**ACTIONS TO TAKE:**
**a)** Reproduce the rows verbatim, beginning with their first line and continuing through the line containing "33 255 L 33", inclusive of both ends, and omit the pictures from your reproduction.
**b)** Pick up the passage on Andoh's petition from where it stops.

**TEXT SECTION:**
Seeking to avoid this line of authority, Andoh depicts his petition as a "non-core" petition, i.e., one that does not challenge his detention. See Pet. ¶ 2. Instead, he argues that he is merely challenging the process the Government used in revoking his OSUP. See Pet'r Reply at 10.
That distinction does not save this Court's jurisdiction.
First, Andoh's petition, which challenges the process by which his OSUP was revoked, is necessarily challenging the revocation itself. The two cannot be decoupled. And the challenge to the revocation of the OSUP is itself unavoidably a challenge to Andoh's detention. The OSUP had been the means by which Andoh, for years, avoided detention. It permitted Andoh to be at liberty in the United States while authorization was awaited from the Ivory Coast for his deportation there. And its revocation caused Andoh to be detained pending removal. Unsurprisingly, Andoh's petition makes clear throughout that he is challenging as unlawful his present detention, insofar as it is the product of the revocation of the OSUP. See, e.g., Pet. ¶¶ 70, 78.

**DATA LISTING:**
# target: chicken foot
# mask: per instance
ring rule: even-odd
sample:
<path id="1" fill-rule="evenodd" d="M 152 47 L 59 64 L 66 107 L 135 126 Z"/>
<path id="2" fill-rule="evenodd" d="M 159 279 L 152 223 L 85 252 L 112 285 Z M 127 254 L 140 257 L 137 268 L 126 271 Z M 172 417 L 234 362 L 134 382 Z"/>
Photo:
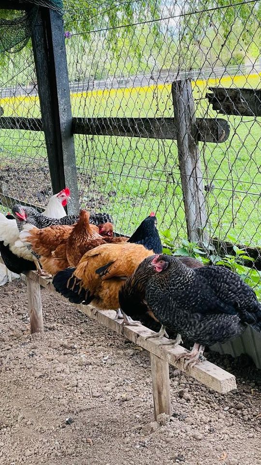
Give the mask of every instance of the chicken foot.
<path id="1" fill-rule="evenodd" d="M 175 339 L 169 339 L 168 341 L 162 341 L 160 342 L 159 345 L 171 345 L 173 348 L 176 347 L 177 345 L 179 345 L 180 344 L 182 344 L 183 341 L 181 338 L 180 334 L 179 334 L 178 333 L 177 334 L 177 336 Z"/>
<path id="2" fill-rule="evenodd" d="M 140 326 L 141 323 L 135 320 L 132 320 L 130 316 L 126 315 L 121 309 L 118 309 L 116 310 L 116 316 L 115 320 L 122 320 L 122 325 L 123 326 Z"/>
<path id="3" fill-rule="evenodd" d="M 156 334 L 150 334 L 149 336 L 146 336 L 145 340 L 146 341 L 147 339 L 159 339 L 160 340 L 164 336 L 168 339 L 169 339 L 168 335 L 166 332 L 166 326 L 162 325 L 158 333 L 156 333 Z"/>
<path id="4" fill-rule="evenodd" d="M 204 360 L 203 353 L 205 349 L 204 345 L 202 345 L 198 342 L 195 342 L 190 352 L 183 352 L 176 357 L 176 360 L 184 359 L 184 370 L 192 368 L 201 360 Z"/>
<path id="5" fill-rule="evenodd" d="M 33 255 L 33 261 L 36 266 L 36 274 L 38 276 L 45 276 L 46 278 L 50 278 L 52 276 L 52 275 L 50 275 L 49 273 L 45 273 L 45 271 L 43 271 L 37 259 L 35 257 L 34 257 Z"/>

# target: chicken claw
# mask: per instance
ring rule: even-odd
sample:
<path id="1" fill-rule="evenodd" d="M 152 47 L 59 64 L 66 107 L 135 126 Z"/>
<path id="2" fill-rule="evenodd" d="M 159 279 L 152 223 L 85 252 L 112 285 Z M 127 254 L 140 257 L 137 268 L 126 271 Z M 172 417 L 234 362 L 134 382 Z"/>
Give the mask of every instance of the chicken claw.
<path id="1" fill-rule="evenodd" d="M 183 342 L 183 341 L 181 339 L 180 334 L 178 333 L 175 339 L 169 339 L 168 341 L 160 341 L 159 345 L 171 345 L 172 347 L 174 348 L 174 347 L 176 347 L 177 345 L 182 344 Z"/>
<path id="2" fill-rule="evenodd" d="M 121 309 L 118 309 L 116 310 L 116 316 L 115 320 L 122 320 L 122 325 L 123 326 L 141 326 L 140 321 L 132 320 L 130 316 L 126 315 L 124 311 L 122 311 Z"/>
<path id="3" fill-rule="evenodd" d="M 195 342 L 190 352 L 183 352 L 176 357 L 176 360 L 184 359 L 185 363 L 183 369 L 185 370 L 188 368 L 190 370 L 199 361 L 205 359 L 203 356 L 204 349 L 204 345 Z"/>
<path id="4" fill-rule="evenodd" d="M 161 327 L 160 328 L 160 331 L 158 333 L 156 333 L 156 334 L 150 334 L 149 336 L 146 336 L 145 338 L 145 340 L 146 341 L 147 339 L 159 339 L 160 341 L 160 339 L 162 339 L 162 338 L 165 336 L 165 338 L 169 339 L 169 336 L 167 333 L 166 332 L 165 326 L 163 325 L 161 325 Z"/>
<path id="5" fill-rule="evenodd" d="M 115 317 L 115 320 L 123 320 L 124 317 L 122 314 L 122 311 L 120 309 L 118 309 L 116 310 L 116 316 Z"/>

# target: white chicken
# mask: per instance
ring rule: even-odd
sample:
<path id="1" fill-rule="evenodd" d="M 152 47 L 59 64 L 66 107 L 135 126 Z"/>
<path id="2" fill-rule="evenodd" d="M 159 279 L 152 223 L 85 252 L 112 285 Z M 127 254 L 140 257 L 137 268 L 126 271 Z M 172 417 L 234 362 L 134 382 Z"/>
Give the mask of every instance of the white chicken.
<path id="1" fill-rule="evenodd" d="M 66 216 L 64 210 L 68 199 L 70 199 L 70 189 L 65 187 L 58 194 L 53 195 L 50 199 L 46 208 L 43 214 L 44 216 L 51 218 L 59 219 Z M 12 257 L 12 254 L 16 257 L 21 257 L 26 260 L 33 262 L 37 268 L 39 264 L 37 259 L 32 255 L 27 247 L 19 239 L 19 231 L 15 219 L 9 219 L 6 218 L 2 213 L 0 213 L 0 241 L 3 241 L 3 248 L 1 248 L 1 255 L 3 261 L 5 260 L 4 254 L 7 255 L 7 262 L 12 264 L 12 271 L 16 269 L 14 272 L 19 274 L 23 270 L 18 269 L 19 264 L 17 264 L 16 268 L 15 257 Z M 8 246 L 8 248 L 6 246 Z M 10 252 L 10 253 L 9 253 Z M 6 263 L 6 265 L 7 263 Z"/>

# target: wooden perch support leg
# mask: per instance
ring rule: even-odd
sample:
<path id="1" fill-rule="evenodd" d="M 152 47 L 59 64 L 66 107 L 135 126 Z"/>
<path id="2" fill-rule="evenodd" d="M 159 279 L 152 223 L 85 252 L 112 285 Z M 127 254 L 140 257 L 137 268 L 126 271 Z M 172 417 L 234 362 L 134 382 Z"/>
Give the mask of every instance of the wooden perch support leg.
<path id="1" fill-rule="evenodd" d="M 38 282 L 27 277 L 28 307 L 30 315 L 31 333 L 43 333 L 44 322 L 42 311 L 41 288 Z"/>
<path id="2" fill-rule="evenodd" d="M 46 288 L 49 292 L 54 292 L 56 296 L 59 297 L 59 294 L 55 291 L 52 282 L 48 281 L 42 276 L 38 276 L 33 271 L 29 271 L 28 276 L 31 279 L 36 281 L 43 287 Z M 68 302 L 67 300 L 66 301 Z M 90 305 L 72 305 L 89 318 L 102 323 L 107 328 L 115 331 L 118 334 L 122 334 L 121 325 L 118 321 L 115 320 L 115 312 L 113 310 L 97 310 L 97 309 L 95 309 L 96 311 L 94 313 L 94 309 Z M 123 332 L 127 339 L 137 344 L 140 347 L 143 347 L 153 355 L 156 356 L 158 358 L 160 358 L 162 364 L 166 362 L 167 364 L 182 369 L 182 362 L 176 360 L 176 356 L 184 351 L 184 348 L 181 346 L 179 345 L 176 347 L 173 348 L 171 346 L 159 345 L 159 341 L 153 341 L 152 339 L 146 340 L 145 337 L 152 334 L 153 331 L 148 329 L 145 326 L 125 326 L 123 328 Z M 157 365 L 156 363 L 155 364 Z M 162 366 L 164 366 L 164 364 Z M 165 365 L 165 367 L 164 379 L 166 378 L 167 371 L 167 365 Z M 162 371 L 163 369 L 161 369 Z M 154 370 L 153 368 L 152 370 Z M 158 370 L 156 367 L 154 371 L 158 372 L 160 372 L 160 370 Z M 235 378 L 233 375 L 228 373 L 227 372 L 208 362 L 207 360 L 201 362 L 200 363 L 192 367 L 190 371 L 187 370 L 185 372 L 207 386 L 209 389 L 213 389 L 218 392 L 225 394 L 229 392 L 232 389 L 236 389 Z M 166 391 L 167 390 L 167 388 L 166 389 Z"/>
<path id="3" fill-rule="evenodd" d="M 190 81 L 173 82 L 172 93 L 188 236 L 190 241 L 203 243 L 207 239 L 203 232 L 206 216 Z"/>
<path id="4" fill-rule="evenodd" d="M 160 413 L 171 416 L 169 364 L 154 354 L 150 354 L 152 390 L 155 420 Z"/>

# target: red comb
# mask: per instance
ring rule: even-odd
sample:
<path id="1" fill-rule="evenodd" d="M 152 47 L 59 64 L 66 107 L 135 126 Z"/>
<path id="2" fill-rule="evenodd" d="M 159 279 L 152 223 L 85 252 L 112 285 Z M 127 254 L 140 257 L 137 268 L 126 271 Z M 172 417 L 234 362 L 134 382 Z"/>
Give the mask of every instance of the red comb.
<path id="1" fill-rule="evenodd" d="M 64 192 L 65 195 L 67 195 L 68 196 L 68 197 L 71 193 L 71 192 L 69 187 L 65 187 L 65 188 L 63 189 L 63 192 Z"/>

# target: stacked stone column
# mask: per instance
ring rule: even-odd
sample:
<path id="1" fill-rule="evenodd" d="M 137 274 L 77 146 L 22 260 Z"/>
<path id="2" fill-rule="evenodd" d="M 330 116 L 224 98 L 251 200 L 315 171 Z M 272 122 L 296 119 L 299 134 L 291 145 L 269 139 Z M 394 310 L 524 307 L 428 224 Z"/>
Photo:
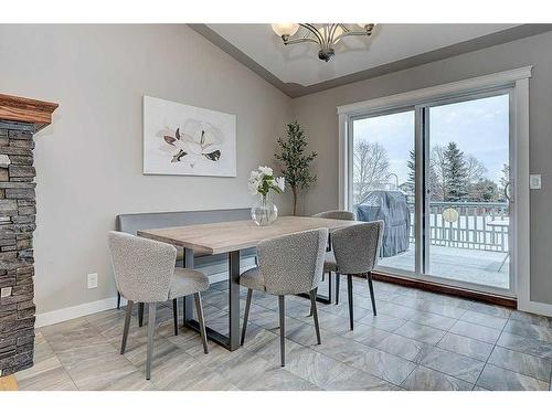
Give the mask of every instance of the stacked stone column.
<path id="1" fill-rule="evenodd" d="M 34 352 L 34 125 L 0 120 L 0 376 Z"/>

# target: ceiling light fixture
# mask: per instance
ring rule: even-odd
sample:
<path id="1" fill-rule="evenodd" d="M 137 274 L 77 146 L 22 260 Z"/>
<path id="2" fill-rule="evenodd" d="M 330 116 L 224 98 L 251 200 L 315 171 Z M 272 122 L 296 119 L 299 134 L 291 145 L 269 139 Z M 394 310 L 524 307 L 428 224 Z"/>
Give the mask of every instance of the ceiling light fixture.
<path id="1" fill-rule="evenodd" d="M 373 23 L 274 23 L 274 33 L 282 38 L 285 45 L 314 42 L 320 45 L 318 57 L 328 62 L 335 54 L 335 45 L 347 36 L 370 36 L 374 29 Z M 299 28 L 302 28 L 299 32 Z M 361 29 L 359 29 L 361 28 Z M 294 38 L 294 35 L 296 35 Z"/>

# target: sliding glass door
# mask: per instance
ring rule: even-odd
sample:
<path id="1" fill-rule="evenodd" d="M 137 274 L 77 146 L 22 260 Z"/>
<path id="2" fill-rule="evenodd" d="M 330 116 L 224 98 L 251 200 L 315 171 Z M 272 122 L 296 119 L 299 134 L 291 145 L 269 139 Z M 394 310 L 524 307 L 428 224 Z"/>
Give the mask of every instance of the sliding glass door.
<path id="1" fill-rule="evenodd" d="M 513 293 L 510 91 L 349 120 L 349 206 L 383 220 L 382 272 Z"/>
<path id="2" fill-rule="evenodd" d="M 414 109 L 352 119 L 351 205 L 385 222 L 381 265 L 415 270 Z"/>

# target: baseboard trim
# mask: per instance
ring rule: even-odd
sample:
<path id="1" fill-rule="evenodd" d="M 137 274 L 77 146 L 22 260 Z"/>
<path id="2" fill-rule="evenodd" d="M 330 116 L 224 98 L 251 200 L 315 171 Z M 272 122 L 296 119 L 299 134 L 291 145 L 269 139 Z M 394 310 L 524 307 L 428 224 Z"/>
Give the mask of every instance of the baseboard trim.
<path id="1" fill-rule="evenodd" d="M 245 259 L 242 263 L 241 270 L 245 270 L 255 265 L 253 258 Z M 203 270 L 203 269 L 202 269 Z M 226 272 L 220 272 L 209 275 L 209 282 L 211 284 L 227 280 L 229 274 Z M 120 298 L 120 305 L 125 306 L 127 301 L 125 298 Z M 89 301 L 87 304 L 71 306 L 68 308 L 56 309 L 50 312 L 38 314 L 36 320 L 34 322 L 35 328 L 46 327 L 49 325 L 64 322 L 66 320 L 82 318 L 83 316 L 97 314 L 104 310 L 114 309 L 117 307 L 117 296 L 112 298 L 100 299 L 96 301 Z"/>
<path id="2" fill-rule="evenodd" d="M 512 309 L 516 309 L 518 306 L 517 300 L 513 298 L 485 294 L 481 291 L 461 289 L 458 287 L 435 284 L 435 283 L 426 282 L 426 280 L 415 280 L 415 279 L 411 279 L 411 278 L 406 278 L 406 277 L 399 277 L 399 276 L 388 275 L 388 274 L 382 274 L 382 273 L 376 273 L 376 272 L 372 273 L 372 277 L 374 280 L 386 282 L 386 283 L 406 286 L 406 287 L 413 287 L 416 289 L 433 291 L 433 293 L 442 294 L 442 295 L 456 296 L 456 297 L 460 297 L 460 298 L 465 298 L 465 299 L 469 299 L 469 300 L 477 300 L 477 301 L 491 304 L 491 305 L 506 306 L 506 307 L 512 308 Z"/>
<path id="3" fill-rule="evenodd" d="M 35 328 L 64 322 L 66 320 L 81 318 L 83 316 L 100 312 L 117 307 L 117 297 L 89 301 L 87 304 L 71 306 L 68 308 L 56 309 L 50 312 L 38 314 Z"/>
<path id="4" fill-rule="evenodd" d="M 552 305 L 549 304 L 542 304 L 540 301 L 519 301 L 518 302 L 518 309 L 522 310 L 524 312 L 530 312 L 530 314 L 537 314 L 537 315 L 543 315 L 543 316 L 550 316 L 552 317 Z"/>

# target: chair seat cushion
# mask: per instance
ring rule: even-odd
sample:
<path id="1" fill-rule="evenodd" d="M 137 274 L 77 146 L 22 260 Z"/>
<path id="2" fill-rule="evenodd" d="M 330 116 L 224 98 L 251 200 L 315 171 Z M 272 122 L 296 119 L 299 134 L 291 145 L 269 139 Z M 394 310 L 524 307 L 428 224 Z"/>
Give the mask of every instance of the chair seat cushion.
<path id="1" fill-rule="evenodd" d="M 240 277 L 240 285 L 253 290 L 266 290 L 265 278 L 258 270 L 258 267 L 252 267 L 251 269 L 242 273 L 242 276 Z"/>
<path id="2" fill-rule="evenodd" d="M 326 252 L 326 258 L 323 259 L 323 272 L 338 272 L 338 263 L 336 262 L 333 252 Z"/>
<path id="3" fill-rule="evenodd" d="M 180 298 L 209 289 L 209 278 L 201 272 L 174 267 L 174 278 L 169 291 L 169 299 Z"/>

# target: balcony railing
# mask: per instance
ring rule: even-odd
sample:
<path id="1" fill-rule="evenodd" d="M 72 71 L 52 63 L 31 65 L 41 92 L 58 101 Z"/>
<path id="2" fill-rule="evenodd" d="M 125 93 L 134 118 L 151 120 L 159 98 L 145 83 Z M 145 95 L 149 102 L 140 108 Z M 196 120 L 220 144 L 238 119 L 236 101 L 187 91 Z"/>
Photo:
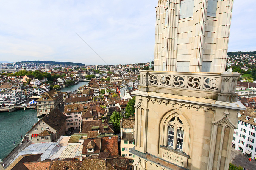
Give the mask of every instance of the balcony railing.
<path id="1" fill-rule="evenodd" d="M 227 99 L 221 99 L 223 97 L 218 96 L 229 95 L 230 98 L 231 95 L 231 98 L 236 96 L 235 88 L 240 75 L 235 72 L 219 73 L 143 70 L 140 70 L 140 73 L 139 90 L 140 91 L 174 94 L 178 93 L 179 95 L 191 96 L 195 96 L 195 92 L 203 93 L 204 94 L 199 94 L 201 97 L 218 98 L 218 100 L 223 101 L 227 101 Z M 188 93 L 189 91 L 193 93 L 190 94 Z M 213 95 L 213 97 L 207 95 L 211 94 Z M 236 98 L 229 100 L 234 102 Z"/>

**TASK RESULTS:**
**a)**
# target: chicken foot
# mask: per instance
ring rule: even-odd
sample:
<path id="1" fill-rule="evenodd" d="M 152 47 L 59 64 L 66 107 L 135 126 Z"/>
<path id="2" fill-rule="evenodd" d="M 159 279 L 152 223 L 85 252 L 112 285 Z M 127 254 L 140 257 L 137 268 L 126 271 Z M 172 417 L 234 362 L 134 382 Z"/>
Photo:
Give the mask of every instance of the chicken foot.
<path id="1" fill-rule="evenodd" d="M 175 339 L 169 339 L 168 341 L 162 341 L 160 342 L 159 345 L 171 345 L 173 348 L 176 347 L 177 345 L 179 345 L 180 344 L 182 344 L 183 341 L 181 338 L 180 334 L 179 334 L 178 333 L 177 334 L 177 336 Z"/>
<path id="2" fill-rule="evenodd" d="M 140 326 L 141 323 L 135 320 L 132 320 L 130 316 L 126 315 L 121 309 L 118 309 L 116 310 L 116 316 L 115 320 L 122 320 L 122 325 L 123 326 Z"/>
<path id="3" fill-rule="evenodd" d="M 156 334 L 150 334 L 149 336 L 146 336 L 145 340 L 146 341 L 147 339 L 159 339 L 160 340 L 164 336 L 168 339 L 169 339 L 168 335 L 166 332 L 166 326 L 162 325 L 158 333 L 156 333 Z"/>
<path id="4" fill-rule="evenodd" d="M 204 360 L 203 353 L 205 349 L 204 345 L 202 345 L 198 342 L 195 342 L 190 352 L 183 352 L 176 357 L 176 360 L 184 359 L 184 370 L 192 368 L 201 360 Z"/>
<path id="5" fill-rule="evenodd" d="M 33 255 L 33 261 L 36 266 L 36 274 L 38 276 L 45 276 L 46 278 L 50 278 L 52 276 L 52 275 L 50 275 L 49 273 L 45 273 L 45 271 L 43 271 L 37 259 L 35 257 L 34 257 Z"/>

**b)**
Second, even if Andoh's challenge to the OSUP were not properly classified as a challenge to his present detention, it would certainly be a challenge to his removal. The OSUP was issued exclusively to enable Andoh to be at liberty pending receipt of the travel documents from the Ivory Coast necessary to permit Andoh's removal. And it was revoked based on the Government's determination that the necessary travel documents were in hand. Insofar as Andoh's challenge attempts to restore the OSUP as improperly revoked, his challenge serves to block the execution of his final removal order. And, as discussed below, a district court does not have jurisdiction over claims that, directly or indirectly, challenge an alien's removal.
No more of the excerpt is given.